# WHAT THE TASK ASKS
Output the material beneath exactly, leaving nothing out.
▼
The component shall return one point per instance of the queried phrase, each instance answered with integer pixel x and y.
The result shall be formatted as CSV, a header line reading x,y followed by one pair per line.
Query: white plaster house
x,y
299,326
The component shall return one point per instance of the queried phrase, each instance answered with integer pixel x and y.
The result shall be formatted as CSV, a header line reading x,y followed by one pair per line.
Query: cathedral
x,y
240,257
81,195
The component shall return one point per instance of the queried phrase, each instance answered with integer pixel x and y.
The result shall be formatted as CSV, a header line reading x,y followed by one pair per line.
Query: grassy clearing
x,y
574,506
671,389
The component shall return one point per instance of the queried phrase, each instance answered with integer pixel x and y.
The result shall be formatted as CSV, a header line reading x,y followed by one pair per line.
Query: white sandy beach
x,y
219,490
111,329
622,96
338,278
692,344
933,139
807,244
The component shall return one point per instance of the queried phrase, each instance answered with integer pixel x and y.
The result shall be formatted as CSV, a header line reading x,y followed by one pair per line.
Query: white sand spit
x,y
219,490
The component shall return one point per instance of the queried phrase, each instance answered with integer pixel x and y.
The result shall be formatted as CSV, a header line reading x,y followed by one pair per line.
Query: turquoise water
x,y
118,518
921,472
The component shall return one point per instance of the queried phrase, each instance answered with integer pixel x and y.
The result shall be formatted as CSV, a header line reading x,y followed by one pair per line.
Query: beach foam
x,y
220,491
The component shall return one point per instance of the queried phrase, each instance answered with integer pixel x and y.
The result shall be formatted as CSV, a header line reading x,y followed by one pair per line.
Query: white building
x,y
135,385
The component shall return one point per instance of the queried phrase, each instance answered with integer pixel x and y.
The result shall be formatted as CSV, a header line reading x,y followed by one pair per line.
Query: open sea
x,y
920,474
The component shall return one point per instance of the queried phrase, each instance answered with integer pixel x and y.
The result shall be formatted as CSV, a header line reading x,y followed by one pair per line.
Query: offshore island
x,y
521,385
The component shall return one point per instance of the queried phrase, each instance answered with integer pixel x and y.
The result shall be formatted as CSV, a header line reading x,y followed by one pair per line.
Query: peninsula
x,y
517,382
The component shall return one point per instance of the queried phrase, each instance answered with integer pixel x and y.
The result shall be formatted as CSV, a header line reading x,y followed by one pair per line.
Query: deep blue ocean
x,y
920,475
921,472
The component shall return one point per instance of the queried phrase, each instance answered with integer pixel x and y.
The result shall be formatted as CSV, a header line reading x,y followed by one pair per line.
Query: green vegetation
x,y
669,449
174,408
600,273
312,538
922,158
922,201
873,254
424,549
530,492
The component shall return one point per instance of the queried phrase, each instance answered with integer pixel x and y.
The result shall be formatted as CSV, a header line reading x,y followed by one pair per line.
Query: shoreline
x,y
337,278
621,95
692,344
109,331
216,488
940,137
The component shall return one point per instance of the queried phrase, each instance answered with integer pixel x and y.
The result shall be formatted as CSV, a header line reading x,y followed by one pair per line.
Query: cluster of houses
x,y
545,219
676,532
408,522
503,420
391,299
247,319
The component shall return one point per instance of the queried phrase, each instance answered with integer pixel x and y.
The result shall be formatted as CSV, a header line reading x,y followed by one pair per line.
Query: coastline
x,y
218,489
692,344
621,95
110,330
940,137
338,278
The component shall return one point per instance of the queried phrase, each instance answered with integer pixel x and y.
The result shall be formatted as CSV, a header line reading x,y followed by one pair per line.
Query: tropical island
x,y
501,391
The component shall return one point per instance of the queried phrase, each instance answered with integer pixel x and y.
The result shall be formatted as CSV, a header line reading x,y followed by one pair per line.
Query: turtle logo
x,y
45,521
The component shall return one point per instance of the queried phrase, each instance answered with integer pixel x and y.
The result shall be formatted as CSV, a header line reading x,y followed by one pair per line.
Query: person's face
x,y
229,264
▲
# EXERCISE OUTPUT
The component shall return one point per instance of the queried phrase, each instance answered with integer pixel x and y.
The result shall be formatted as CSV, a header line reading x,y followed by one pair per line.
Query: white plaster house
x,y
299,326
The component shall return one point per instance of the queried phrase, each instance answered with integer pixel x and y.
The result shall be formatted as CSV, a header line reading x,y followed by one pair per line.
Query: cathedral
x,y
240,257
81,195
The component shall return one point per instance of the queried phrase, each instance answered with integer pixel x and y.
The result shall be formatted as CSV, a header line reading x,y followed by one pair per line.
Query: grassy clearing
x,y
574,506
671,389
The component shall return one point per instance of the queried phrase, each instance answered with integer pixel x and y.
The result shall be formatted as CSV, a header line reading x,y followed by one pair per line.
Query: white sandy beach
x,y
219,490
111,329
622,96
338,278
692,344
933,139
807,244
The component shall return one point per instance of the queried phrase, each instance answered with integer pixel x and y.
The result shall be formatted as CSV, a header line reading x,y followed by one pair per line.
Query: white sand spit
x,y
219,490
The component shall return one point per instance of the queried phrase, each instance answered with integer pixel x and y.
The result shall be formatted as CSV, a header line reading x,y followed by one pair per line.
Query: turquoise water
x,y
118,518
921,472
The component shall return one point per instance of the queried phrase, each instance answered with integer pixel x and y.
The result shall be formatted as CSV, a header line reading x,y followed by one pair per line.
Query: beach foam
x,y
220,491
The component shall return one point per instance of the queried phrase, each instance answered with integer pixel x and y.
The result shall be formatted as CSV, a header line reading x,y followed by one pair per line.
Query: white building
x,y
135,385
The component shall return one point per instance of the queried phrase, each instance answered with integer pixel x and y.
The result shall be formatted as CSV, a header line reading x,y followed by one pair per line.
Query: open sea
x,y
920,474
The component shall return one point per instance of the queried phrase, each instance answered with integer pixel x and y.
The result shall be formatted as CSV, a header line reading x,y followed by one pair per line.
Query: offshore island
x,y
521,385
The component shall return one point per instance of the queried phrase, each instance answered with integer pixel x and y.
The result shall be formatted as CSV, a header line reading x,y followed by one pair per line.
Query: peninsula
x,y
517,382
The component shall return one point per instance of the queried phrase, each instance answered with integer pixel x and y.
The result shall be formatted as CSV, a header line reading x,y followed by one pair per line.
Query: deep blue ocean
x,y
920,475
921,472
The component shall return one point per instance of the queried phrase, each instance answered with integer pixel x and y.
The result shall be formatted as CSV, a header line reading x,y followed by one pair per line.
Query: green vegetation
x,y
669,449
174,408
600,273
312,538
922,158
922,201
873,254
424,549
530,492
The component shall return one point per instance of the queried phrase, each instance answered with integer pixel x and y.
The result shall be formatted as CSV, a header line reading x,y followed by one pair per line.
Query: shoreline
x,y
337,278
621,95
692,344
109,331
216,488
940,137
The component shall return one point per instance of the queried phrase, each instance answered with integer pixel x and y.
The result shall be formatted as CSV, a header line reading x,y followed by one pair per line.
Query: cluster of houses
x,y
545,219
676,532
408,522
503,420
391,299
247,319
The component shall return one point per instance of the queried phrase, each instance answered with integer pixel x and y.
The result shall be formatted as CSV, a header line reading x,y followed by one pair per line.
Query: coastline
x,y
218,489
692,344
621,95
110,330
940,137
338,278
The component shall return one point per instance of the queried phrase, each instance answered with integer pixel x and y.
The result shall be formatted as CSV, a header line reading x,y followed by one pair per line.
Query: tropical island
x,y
501,391
The component shall return one point per instance of the queried phrase, each instance answered with integer pixel x and y.
The result shall be formatted as CSV, a header line reading x,y followed by one pair per line.
Query: turtle logo
x,y
45,521
The component shall return one point per instance of the queried phrase, each instance answered with integer pixel x and y.
The result shall be formatted as CSV, a header line reading x,y followed by one pair per line.
Query: person's face
x,y
229,264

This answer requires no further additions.